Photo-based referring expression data

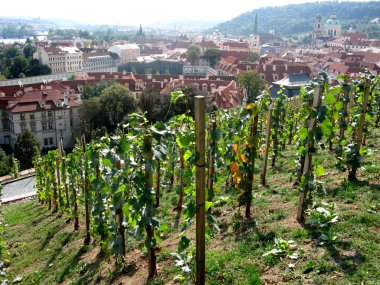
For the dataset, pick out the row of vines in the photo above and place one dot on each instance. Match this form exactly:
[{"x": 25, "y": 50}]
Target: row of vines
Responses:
[{"x": 113, "y": 185}]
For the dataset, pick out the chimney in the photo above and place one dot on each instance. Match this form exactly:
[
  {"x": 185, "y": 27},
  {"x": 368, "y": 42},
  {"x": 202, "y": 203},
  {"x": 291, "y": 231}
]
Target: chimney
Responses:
[{"x": 66, "y": 98}]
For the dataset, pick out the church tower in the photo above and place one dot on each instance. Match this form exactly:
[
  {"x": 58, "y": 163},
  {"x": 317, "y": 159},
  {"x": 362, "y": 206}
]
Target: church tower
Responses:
[
  {"x": 318, "y": 28},
  {"x": 254, "y": 39}
]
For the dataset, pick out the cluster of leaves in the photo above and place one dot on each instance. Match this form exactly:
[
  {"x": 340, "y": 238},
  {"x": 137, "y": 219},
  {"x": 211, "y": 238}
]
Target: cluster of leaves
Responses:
[
  {"x": 283, "y": 248},
  {"x": 107, "y": 104},
  {"x": 16, "y": 64},
  {"x": 322, "y": 216}
]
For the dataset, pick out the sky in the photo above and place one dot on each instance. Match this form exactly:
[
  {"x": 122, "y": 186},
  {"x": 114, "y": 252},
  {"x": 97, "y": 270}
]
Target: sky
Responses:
[{"x": 128, "y": 12}]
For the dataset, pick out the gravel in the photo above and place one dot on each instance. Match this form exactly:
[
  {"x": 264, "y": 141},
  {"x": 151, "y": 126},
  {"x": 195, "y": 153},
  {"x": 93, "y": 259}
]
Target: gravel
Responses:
[{"x": 19, "y": 187}]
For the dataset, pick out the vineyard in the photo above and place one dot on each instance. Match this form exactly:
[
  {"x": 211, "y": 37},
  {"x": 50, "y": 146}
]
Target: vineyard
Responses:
[{"x": 281, "y": 190}]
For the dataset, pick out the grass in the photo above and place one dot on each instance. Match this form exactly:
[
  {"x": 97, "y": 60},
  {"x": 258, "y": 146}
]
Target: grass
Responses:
[{"x": 45, "y": 249}]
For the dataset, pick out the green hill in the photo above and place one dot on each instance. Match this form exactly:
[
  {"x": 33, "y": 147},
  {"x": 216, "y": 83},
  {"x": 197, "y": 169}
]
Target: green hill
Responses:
[{"x": 299, "y": 18}]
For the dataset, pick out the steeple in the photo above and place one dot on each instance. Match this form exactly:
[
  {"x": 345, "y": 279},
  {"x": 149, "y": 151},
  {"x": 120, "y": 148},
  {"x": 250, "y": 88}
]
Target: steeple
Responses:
[{"x": 255, "y": 26}]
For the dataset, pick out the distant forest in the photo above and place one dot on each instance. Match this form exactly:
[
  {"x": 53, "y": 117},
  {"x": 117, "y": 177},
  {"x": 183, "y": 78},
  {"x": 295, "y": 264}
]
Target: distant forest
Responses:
[{"x": 299, "y": 18}]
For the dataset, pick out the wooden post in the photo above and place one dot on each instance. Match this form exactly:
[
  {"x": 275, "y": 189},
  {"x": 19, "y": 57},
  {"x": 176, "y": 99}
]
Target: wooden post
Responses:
[
  {"x": 148, "y": 154},
  {"x": 120, "y": 165},
  {"x": 57, "y": 163},
  {"x": 343, "y": 120},
  {"x": 359, "y": 138},
  {"x": 86, "y": 194},
  {"x": 253, "y": 149},
  {"x": 200, "y": 139},
  {"x": 181, "y": 182},
  {"x": 211, "y": 166},
  {"x": 158, "y": 180},
  {"x": 308, "y": 158},
  {"x": 265, "y": 161}
]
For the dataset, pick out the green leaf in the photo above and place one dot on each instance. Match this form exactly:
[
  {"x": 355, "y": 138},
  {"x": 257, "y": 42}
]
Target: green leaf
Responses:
[
  {"x": 329, "y": 98},
  {"x": 319, "y": 171},
  {"x": 303, "y": 133},
  {"x": 183, "y": 243},
  {"x": 326, "y": 127}
]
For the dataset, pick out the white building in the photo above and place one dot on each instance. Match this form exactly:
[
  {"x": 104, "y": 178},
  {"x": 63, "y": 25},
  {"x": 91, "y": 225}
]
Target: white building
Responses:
[
  {"x": 51, "y": 115},
  {"x": 126, "y": 52},
  {"x": 332, "y": 27},
  {"x": 60, "y": 59},
  {"x": 100, "y": 62}
]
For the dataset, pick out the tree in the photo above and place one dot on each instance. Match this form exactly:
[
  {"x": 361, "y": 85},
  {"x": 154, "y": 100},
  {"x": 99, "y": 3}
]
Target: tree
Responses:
[
  {"x": 90, "y": 114},
  {"x": 12, "y": 52},
  {"x": 28, "y": 51},
  {"x": 212, "y": 55},
  {"x": 26, "y": 148},
  {"x": 252, "y": 84},
  {"x": 19, "y": 65},
  {"x": 193, "y": 54},
  {"x": 95, "y": 90},
  {"x": 149, "y": 103},
  {"x": 5, "y": 163},
  {"x": 252, "y": 57},
  {"x": 116, "y": 102}
]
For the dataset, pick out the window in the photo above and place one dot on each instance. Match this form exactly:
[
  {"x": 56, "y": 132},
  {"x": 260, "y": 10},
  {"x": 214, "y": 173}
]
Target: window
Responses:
[
  {"x": 23, "y": 127},
  {"x": 6, "y": 124},
  {"x": 33, "y": 127}
]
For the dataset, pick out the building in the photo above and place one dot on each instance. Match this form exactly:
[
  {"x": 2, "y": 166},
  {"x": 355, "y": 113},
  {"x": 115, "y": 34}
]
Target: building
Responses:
[
  {"x": 126, "y": 52},
  {"x": 291, "y": 85},
  {"x": 60, "y": 59},
  {"x": 323, "y": 31},
  {"x": 50, "y": 112},
  {"x": 100, "y": 61},
  {"x": 254, "y": 39},
  {"x": 332, "y": 27}
]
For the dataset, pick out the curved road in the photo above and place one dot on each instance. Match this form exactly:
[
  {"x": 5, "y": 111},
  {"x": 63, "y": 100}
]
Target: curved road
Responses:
[{"x": 23, "y": 186}]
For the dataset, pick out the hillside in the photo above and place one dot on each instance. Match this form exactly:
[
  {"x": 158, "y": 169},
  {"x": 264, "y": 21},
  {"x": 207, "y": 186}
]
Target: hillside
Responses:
[{"x": 299, "y": 18}]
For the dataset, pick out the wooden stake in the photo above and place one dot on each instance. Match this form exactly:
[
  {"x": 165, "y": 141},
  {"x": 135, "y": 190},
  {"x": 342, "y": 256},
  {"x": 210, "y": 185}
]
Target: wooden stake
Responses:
[
  {"x": 308, "y": 158},
  {"x": 200, "y": 139},
  {"x": 181, "y": 182},
  {"x": 148, "y": 154},
  {"x": 86, "y": 194},
  {"x": 265, "y": 161},
  {"x": 158, "y": 180},
  {"x": 211, "y": 166},
  {"x": 359, "y": 138},
  {"x": 120, "y": 213}
]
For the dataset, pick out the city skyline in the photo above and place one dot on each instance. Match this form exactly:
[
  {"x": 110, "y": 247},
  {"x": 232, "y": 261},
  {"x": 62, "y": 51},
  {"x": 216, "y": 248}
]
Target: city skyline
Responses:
[{"x": 121, "y": 13}]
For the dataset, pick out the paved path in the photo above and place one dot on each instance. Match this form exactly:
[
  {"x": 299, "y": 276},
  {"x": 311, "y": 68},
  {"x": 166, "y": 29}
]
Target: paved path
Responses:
[{"x": 19, "y": 188}]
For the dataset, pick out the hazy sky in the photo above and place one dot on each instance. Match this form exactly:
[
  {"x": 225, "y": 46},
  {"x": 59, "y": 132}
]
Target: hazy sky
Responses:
[{"x": 135, "y": 12}]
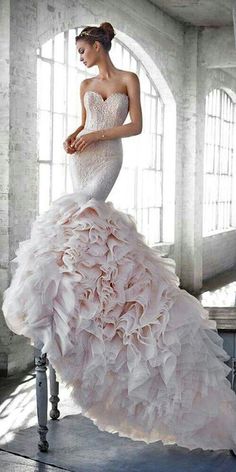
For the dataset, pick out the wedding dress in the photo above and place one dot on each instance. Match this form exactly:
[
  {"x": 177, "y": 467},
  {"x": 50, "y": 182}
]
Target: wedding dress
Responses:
[{"x": 139, "y": 354}]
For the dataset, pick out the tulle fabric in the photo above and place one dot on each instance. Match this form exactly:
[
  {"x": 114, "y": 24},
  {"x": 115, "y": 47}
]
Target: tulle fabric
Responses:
[{"x": 140, "y": 355}]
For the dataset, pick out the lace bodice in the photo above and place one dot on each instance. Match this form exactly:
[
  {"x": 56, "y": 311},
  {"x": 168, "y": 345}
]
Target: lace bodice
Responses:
[
  {"x": 107, "y": 113},
  {"x": 95, "y": 170}
]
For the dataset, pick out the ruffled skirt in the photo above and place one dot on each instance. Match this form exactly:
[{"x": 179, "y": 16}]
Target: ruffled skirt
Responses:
[{"x": 140, "y": 354}]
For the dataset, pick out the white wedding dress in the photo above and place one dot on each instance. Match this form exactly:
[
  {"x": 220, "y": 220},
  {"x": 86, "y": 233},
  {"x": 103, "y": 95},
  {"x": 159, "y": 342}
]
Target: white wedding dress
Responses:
[{"x": 139, "y": 354}]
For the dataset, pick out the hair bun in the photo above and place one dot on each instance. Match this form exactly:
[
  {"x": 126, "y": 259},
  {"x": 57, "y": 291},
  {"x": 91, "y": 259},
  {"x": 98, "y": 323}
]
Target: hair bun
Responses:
[{"x": 108, "y": 28}]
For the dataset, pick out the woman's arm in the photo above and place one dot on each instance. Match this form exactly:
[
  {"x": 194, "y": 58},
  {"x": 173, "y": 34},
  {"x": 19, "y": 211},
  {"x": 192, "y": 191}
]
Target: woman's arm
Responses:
[{"x": 123, "y": 131}]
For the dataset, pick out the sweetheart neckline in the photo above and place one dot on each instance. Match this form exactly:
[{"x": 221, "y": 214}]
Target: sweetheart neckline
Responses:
[{"x": 114, "y": 93}]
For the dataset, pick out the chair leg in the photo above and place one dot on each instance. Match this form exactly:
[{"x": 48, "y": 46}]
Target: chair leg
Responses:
[
  {"x": 42, "y": 400},
  {"x": 54, "y": 390}
]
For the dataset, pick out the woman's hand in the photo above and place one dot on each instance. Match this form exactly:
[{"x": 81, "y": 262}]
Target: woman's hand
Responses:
[
  {"x": 82, "y": 142},
  {"x": 69, "y": 144}
]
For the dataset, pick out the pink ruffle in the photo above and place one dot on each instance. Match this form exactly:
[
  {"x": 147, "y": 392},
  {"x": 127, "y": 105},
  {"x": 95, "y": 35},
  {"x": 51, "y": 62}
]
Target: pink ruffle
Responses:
[{"x": 141, "y": 355}]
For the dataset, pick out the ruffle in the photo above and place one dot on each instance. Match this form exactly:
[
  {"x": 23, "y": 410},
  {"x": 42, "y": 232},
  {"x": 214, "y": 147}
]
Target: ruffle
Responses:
[{"x": 140, "y": 355}]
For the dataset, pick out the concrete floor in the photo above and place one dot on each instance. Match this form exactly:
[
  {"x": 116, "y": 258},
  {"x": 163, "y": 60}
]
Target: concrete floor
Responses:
[{"x": 76, "y": 444}]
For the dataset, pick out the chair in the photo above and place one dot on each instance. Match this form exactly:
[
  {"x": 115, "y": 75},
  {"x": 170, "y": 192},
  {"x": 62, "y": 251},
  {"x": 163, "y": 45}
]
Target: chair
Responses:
[{"x": 41, "y": 363}]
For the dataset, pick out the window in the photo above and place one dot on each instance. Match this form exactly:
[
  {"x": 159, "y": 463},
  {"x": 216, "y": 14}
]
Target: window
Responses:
[
  {"x": 59, "y": 75},
  {"x": 219, "y": 163}
]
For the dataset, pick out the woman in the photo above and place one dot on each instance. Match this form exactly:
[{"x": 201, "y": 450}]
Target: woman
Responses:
[{"x": 141, "y": 355}]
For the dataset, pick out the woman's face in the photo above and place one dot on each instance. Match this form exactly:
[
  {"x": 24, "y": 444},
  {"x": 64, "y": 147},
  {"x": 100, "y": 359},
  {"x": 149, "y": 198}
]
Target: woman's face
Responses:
[{"x": 88, "y": 53}]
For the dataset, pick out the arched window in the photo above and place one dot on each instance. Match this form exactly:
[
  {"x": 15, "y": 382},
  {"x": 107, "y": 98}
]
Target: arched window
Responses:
[
  {"x": 59, "y": 75},
  {"x": 219, "y": 163}
]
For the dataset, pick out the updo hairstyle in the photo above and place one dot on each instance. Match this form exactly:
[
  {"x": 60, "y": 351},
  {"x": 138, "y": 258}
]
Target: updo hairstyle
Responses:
[{"x": 103, "y": 33}]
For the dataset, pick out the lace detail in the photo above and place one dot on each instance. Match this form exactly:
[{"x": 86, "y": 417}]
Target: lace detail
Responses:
[{"x": 96, "y": 169}]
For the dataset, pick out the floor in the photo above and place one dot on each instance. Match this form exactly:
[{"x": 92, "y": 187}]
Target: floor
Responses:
[{"x": 76, "y": 444}]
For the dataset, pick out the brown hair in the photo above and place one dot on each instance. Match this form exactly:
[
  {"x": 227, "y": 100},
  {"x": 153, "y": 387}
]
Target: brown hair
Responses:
[{"x": 103, "y": 33}]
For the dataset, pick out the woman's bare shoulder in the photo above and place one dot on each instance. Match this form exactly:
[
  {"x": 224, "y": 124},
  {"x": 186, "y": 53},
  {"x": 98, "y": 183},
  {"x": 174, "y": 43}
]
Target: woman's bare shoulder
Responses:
[{"x": 85, "y": 84}]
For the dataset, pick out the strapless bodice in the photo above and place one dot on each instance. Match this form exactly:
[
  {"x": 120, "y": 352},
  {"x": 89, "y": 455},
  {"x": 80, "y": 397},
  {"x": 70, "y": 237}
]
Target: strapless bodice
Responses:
[
  {"x": 107, "y": 113},
  {"x": 95, "y": 170}
]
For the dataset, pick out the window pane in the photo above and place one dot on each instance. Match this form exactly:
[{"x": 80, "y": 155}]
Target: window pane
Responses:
[
  {"x": 59, "y": 88},
  {"x": 43, "y": 85},
  {"x": 58, "y": 180},
  {"x": 58, "y": 133},
  {"x": 46, "y": 49},
  {"x": 59, "y": 47},
  {"x": 44, "y": 135},
  {"x": 44, "y": 187}
]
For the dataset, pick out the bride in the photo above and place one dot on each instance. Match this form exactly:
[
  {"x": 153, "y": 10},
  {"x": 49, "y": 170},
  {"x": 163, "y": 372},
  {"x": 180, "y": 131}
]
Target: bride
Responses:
[{"x": 140, "y": 354}]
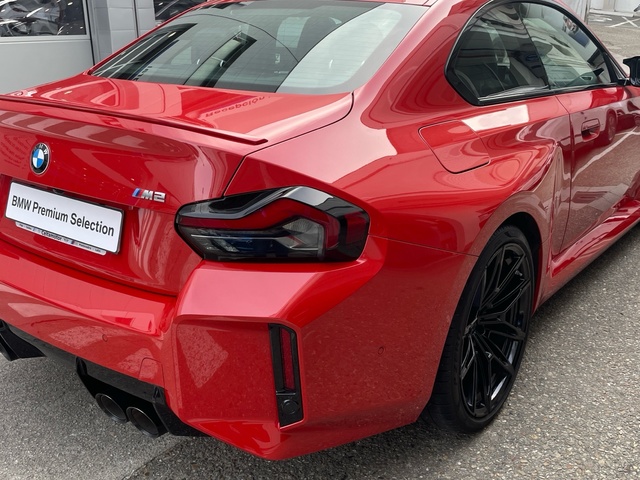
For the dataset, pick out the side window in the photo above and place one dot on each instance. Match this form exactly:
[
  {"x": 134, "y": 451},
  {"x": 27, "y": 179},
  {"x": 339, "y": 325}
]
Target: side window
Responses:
[
  {"x": 495, "y": 58},
  {"x": 569, "y": 56}
]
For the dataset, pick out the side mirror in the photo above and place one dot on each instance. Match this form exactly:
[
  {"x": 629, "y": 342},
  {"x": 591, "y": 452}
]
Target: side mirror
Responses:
[{"x": 634, "y": 70}]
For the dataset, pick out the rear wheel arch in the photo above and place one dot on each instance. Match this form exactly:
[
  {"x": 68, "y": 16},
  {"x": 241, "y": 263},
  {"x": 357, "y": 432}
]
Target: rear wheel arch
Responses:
[{"x": 529, "y": 228}]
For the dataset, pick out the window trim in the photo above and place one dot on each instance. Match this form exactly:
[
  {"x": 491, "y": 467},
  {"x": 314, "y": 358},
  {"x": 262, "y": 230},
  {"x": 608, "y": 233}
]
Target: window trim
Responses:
[{"x": 615, "y": 71}]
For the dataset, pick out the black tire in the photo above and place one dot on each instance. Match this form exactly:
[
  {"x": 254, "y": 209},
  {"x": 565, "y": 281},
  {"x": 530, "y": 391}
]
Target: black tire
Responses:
[{"x": 487, "y": 337}]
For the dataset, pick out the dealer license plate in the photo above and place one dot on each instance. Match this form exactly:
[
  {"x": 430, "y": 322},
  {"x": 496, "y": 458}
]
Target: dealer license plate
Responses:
[{"x": 81, "y": 224}]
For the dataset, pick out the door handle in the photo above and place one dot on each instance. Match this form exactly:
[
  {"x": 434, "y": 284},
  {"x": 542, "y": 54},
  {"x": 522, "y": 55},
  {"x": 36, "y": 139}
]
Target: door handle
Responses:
[{"x": 591, "y": 129}]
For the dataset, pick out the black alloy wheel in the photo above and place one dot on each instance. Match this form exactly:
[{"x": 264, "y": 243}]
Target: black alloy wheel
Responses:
[{"x": 487, "y": 337}]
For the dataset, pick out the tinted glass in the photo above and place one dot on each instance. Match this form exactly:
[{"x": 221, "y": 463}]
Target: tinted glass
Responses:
[
  {"x": 284, "y": 46},
  {"x": 569, "y": 55},
  {"x": 496, "y": 58},
  {"x": 27, "y": 18}
]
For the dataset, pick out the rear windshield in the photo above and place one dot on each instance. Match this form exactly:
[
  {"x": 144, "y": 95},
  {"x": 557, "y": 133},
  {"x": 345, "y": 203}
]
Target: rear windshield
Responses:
[{"x": 289, "y": 46}]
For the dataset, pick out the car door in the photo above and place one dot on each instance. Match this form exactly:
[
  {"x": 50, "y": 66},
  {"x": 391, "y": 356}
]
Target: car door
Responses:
[{"x": 603, "y": 170}]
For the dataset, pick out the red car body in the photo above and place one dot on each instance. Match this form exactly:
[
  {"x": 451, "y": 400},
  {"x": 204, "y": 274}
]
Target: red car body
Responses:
[{"x": 436, "y": 176}]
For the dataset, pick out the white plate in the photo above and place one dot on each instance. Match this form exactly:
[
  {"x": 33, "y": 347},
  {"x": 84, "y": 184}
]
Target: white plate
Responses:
[{"x": 82, "y": 224}]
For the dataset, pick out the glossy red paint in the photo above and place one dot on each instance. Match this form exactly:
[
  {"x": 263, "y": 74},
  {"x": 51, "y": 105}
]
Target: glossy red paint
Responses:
[{"x": 371, "y": 331}]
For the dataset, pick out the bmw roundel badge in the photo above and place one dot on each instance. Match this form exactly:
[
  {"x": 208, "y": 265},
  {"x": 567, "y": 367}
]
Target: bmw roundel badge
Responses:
[{"x": 40, "y": 158}]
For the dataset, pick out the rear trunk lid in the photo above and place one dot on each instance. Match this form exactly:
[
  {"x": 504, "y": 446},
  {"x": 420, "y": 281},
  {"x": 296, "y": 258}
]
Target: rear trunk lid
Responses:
[{"x": 122, "y": 158}]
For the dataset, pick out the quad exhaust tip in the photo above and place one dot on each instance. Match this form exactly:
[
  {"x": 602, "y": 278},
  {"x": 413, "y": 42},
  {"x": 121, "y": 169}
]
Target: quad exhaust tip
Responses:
[{"x": 146, "y": 422}]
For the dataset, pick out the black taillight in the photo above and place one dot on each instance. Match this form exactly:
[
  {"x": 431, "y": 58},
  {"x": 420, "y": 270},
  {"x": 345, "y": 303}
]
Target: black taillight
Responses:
[
  {"x": 293, "y": 223},
  {"x": 286, "y": 374}
]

What you should do - Wherever a line of the data above contains "dealer", copy that line.

Expected answer -
For the dataset, pick out the dealer license plate in the photo above and place one dot on each instance. Match this form exactly:
Target: dealer license plate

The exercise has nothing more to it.